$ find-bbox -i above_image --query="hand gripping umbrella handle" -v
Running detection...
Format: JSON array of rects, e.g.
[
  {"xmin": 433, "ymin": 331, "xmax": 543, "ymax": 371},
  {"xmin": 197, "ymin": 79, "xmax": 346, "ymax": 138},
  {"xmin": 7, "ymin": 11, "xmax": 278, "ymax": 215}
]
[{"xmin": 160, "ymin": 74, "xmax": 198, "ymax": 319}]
# # # # #
Description of the task: Can you rewrite the items above with "umbrella" swapped for "parasol" and nothing else altered?

Response to the task:
$ find-bbox -i above_image --query="hand gripping parasol handle" -v
Running detection...
Format: JSON array of rects, e.g.
[
  {"xmin": 433, "ymin": 331, "xmax": 543, "ymax": 371},
  {"xmin": 197, "ymin": 79, "xmax": 346, "ymax": 138},
  {"xmin": 7, "ymin": 11, "xmax": 278, "ymax": 215}
]
[{"xmin": 160, "ymin": 74, "xmax": 198, "ymax": 319}]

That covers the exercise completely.